Selasa, 05 Desember 2017

Prinsip-prinsip Dasar Aqidah Asy’ariyyah


Berikut ini adalah prinsip-prinsip dasar Asy’ariyyah yang merupakan pandangan Imam Abul Hasan Al Asy’ari. Prinsip-prinsip ini disebutkan oleh Prof. Dr. Qahthan Abdurrahman Ad Dauri dalam kitabnya “Al Aqidah Al Islamiyyah Wa Madzahibuha” halaman 183-193. Kitab ini diterbitkan oleh Kitab-Nasyirun Beirut pada tahun 1433H/2012M.
1.       Menetapkan sifat-sifat Allah yang terdapat dalam Al Qur’an dan As Sunnah.
Sifat-sifat ini melekat pada Dzat Allah SWT, tidak menyerupai sifat makhluknya dan merupakan sifat yang azali.
2.       Allah merupakan pencipta yang hakiki.
Allah tidak bersekutu dengan sesuatupun dalam penciptaan makhluk. Seluruh perbuatan seseorang adalah makhluk yang diciptakan oleh Allah SWT. Perbuatan ini merupakan kemampuan yang dimiliki seseorang (kasb). Karena adanya kemampuan ini, seseorang dibebani hukum syara’ (taklif), sehingga ada balasan pahala dan siksa dari Allah SWT.
3.       Ukuran kebaikan dan keburukan adalah syariat.
Kebaikan merupakan hal-hal yang diperintahkan oleh Allah dan keburukan merupakan hal-hal yang dilarang oleh Allah.
4.       Perbuatan Allah tidak ditanyakan sebab/alasannya.
Sebagaimana firman Allah dalam surat Al Anbiya’ ayat 23. “Dia tidak ditanya tentang apa yang Dia perbuat, akan tetapi merekalah yang akan ditanyai.”
5.       Sesuatu yang ada (wujud), sah untuk dilihat.
Allah itu ada (wujud) sehingga sah untuk dilihat. Berdasarkan dalil-dalil dari Al Qur’an dan As Sunnah, orang-orang mukmin akan melihat Allah kelak di akhirat.

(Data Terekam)
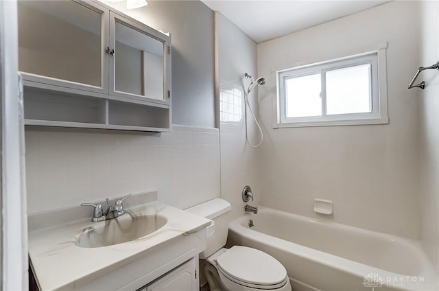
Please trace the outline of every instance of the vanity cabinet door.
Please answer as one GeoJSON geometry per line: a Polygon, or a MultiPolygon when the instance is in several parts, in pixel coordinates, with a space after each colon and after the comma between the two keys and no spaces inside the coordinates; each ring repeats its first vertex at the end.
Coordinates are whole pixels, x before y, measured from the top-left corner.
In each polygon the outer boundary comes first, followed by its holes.
{"type": "Polygon", "coordinates": [[[110,95],[167,106],[169,37],[112,12],[110,32],[110,95]]]}
{"type": "Polygon", "coordinates": [[[25,81],[108,94],[108,14],[92,1],[19,1],[25,81]]]}
{"type": "Polygon", "coordinates": [[[197,266],[192,258],[163,277],[146,286],[144,291],[198,291],[199,280],[196,275],[197,266]]]}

### LANGKAH PENGERJAAN
1/ Ringkaslah teks tentang prinsip-prinsip dasar Aqidah Asy’ariyyah dalam dua kalimat.
2/ Lanjutkan teks tentang prinsip-prinsip dasar Aqidah Asy’ariyyah mulai dari setelah kalimat terakhirnya.

### JAWABAN LATIHAN
1/ Prinsip-prinsip dasar Asy’ariyyah, yang merupakan pandangan Imam Abul Hasan Al Asy’ari, disebutkan oleh Prof. Dr. Qahthan Abdurrahman Ad Dauri dalam kitabnya “Al Aqidah Al Islamiyyah Wa Madzahibuha”. Prinsip-prinsip tersebut meliputi penetapan sifat-sifat Allah yang terdapat dalam Al Qur’an dan As Sunnah, Allah sebagai pencipta yang hakiki, syariat sebagai ukuran kebaikan dan keburukan, perbuatan Allah yang tidak ditanyakan sebab atau alasannya, serta keabsahan untuk melihat Allah karena Dia ada (wujud), sehingga orang-orang mukmin akan melihat-Nya kelak di akhirat.

2/
6.       Mengenai ayat dan hadits yang seolah-olah menyerupakan Allah dengan Makhluknya, ada dua pendapat :
a.       Tanpa takwil: Allah mempunyai tangan yang melekat pada Dzat-Nya yang Maha Mulia, akan tetapi bukan tangan dalam arti anggota badan seperti tangan makhluk. Tangan-Nya adalah sifat-Nya. Demikian juga tentang wajah-Nya. Tangan dan wajah merupakan sifat yang wajib ditetapkan. Sifat bersemayam/istiwa’ dan turun/nuzul merupakan sifat-Nya. Istiwa’ merupakan perbuatan yang dilakukan-Nya terhadap arsy.
b.       Takwil: Menafsirkan lafal kepada suatu makna yang dikandung oleh lafal itu. Dalam hal ini, tangan ditafsirkan sebagai kekuatan.
Asy’ariyyah/Asya’iroh terbagi dalam dua pendapat ini, ada yang mentakwil dan ada yang tidak.

7.       Iman adalah membenarkan dengan hati.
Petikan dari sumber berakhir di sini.